**Source**
• • • • • • •

What is best practice for setting the Camera up? Do it in the Dashboard code, or do it in the robot code?


Quote:
Originally Posted by Jared341 View Post
Changing the default camera settings is the most important thing you can do in order to obtain reliable tracking and stay underneath the bandwidth cap.

In particular, there are six settings to pay attention to:

1) Resolution. The smaller you go, the less bandwidth you use but the fewer pixels you will have on the target. If you make all of the other changes here, you should be able to stay at 640x480.

2) Frames per second. "Unlimited" results in a 25 to 30 fps rate under ideal circumstances. Depending on how you use the camera in a control loop, this may be overkill. Experiment with different caps.

3) White balance. You do NOT want automatic white balance enabled! Failing to do so makes your code more susceptible to being thrown off by background lighting in the arena. All of our Axis cameras have a white balance "hold" setting - use it.

• • • • • • •

**Requirement 1**
According to the post on camera settings, what frame rate does the "Unlimited" setting produce under ideal circumstances?
**Requirement 2**
Carry on writing the post on camera settings from the point where it stops.

• • • • • • •

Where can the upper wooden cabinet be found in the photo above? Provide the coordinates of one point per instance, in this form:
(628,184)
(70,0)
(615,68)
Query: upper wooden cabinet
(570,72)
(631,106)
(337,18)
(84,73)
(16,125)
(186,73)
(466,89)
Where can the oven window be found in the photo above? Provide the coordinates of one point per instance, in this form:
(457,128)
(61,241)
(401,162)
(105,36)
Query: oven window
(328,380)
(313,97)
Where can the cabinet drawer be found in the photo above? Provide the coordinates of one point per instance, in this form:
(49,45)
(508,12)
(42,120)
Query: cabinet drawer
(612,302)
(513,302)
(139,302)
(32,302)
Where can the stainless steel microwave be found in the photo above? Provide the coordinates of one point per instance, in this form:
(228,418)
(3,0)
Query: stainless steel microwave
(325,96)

• • • • • • •

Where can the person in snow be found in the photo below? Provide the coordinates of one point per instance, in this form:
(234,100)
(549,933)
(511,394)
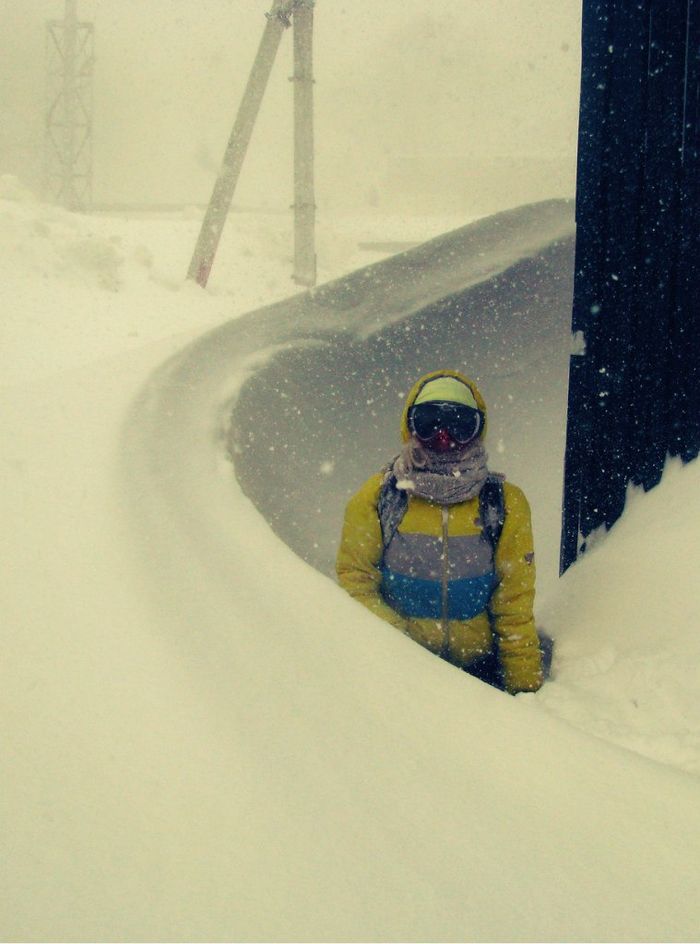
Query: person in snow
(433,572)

• • • • • • •

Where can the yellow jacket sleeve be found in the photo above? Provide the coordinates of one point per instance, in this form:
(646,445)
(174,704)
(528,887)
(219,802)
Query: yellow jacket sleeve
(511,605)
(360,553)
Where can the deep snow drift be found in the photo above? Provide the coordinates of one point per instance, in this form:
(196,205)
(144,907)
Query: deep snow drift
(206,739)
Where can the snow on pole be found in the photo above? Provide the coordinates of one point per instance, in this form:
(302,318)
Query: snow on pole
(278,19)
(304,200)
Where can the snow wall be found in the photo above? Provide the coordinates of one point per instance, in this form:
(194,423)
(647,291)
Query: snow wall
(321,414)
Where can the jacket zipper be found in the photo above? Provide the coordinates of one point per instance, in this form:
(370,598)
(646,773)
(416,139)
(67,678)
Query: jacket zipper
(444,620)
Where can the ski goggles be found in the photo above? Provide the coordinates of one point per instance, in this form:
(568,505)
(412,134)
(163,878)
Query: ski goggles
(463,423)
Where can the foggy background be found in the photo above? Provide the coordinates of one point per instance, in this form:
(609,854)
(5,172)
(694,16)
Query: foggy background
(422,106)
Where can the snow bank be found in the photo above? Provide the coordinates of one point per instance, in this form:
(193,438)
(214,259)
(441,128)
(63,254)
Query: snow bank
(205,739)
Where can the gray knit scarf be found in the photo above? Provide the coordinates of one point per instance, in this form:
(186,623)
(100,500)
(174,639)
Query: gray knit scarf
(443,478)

• • • • • • •

**Written response 1**
25 to 30 fps.

**Written response 2**
4) Exposure time/priority. You want a very dark image, except for the illuminated regions of the reflective tape. Set the exposure time to something very short. Put the camera in a bright scene (e.g. hold up a white frisbee a foot or two in front of the lens) and then do a "hold" on exposure priority. Experiment with different settings. You want virtually all black except for a very bright reflection off of the tape. This is for two purposes: 1) it makes vision processing much easier (fewer false detections), 2) it conserves bandwidth, since dark areas of the image are very compact after JPEG compression. The camera doesn't know what you are looking for, so it will try to send you the entire scene as well as it can. But if it can't see the "background" very well, you are "tricking" the camera into only giving you the part you need!

5) Compression. As the WPI whitepaper says, this makes a huge difference in bandwidth. Use a minimum of 30, but you may be able to get away with more (we are using 50 this year). Experiment with it.

6) Brightness. You can do a lot of fine tuning of the darkness of the image with the brightness slider.